Page text -
■ ■ ■ ■ ■ ■ ■

Three boys are having the time of their lives in the Palm Springs sunshine, treating spring training like summer camp. They carry equipment, bats nearly as tall as they are. They run sprints alongside California Angels players. Jimmie Reese, old as a grandfather but still a working coach, grabs a fungo bat, and the boys spend a blissful hour shagging flies, pretending they're major leaguers too. There's Timmy De Cinces, the third baseman's son. Aaron Boone, the son of the catcher. And David Newhan--shorter and scrawnier than the others--whose father, Ross, is the Angels beat writer for the Los Angeles Times.
It is 1983. A sportswriter's nine-year-old can still pull on a pair of spikes and take infield with the players' kids, and nobody will think to complain. In some ways a beat writer is an auxiliary member of the team he covers, bound to it by the desultory rhythms of the season. Players can be considered friends. When David's parents married in 1968--in January, so no games would be missed--half the ball club Ross was covering attended. "I have been officiating at this temple for many years," the rabbi intoned, "and this is the first time I've felt truly surrounded by Angels."
To be sure, Ross was on better terms with players than were most reporters in the '80s. He had a listener's ear and an ability to craft strongly flavored stories that even the touchiest ballplayers considered fair. (He would be inducted into the writers' wing of baseball's Hall of Fame in 2000.) "Ross was somebody I trusted," Doug De Cinces, the former Angel, says. "I'd give him my home phone number and say, 'If you need something verified, call me.'"
But the relationship between the beat writers and the teams was changing. The proliferation of media outlets was driving up the number of writers and broadcasters covering a team and increasing the competition among them to break stories. Editors raised the standards for journalistic integrity. "There was a trust between players and writers that was evaporating," Ross says. By the time David was a teen, poking around the clubhouse with the players' kids seemed unthinkable.
July 3, 2005
Back home, the scrawny baseball writer's son played Little League and spent his bar mitzvah money on a Pete Rose rookie card. He developed into a solid young player with an uncanny confidence in his ability. "I know I can hit," David would say. Never the star of his team, he persevered through high school, junior college and Division I ball. He was headed, he'd tell anyone who asked, for the major leagues.

■ ■ ■ ■ ■ ■ ■

Entries shown -
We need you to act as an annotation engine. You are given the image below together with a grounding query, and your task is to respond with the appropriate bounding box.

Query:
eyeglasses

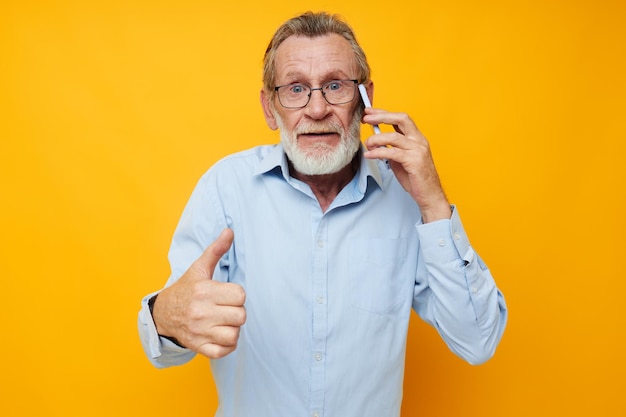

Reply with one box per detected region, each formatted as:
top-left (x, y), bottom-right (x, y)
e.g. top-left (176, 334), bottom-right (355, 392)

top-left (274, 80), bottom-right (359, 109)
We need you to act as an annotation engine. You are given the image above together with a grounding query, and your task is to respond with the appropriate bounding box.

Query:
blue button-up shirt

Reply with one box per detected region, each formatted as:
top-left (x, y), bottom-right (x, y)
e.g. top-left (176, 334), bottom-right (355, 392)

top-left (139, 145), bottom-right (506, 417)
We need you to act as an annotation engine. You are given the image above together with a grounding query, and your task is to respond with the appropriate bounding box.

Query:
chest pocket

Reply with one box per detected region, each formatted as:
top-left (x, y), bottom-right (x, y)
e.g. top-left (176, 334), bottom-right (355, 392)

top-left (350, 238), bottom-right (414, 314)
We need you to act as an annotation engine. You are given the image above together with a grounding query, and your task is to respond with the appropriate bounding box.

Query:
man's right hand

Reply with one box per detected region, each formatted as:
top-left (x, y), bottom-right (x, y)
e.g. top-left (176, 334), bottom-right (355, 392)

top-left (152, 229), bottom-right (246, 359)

■ ■ ■ ■ ■ ■ ■

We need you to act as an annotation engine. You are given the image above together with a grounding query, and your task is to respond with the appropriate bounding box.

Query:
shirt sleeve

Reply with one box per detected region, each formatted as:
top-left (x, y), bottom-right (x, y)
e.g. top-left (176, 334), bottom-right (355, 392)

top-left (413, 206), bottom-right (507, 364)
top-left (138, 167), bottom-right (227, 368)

■ ■ ■ ■ ■ ■ ■

What to work on - Please translate this sentence from the baseball article into Spanish: "Editors raised the standards for journalistic integrity." The rows are separate from the baseball article.

Written solution - Los editores elevaron los estándares de integridad periodística.